Set task – Collect every line in the material below that contains the word "dense", and copy each of those lines in full.

Supplied records –
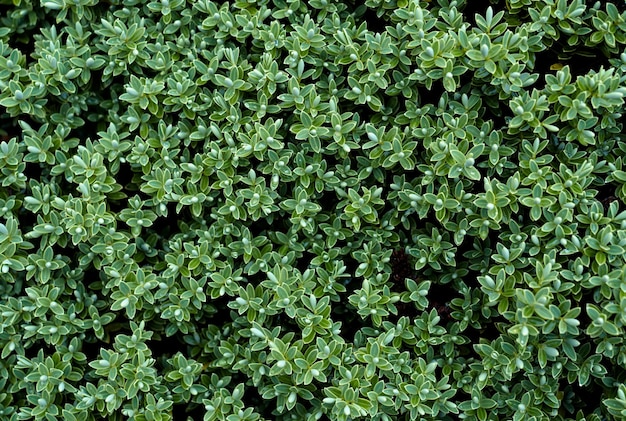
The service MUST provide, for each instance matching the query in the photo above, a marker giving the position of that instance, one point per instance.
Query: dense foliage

--

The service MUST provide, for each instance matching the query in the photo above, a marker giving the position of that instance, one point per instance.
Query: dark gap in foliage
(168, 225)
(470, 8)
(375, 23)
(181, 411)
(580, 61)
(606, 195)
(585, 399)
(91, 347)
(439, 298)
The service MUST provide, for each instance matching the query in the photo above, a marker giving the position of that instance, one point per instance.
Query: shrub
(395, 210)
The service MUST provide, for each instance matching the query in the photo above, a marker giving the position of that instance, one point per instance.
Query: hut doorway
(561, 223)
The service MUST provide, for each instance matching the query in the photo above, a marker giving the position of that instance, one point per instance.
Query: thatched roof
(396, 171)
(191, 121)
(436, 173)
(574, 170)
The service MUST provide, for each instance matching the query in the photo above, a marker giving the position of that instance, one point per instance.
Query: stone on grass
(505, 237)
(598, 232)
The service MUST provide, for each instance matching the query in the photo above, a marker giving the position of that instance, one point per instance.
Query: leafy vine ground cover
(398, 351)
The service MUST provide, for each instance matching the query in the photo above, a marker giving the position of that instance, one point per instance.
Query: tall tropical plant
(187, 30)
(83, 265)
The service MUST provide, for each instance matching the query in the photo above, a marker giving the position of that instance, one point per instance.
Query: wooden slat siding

---

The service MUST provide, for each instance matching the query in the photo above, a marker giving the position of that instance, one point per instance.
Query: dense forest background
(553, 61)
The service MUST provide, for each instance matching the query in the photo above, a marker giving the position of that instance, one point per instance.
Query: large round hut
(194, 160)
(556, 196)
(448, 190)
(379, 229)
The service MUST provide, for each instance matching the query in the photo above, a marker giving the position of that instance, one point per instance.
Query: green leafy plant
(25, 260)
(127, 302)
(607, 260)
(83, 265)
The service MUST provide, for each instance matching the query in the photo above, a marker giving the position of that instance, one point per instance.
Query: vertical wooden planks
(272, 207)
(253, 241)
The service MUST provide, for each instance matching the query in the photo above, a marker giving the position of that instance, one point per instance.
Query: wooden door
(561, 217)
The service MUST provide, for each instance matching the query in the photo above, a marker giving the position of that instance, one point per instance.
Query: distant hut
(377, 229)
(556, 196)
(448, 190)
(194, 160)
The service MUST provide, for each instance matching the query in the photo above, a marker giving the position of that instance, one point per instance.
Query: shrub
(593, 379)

Final result –
Query: dense foliage
Query: dense forest background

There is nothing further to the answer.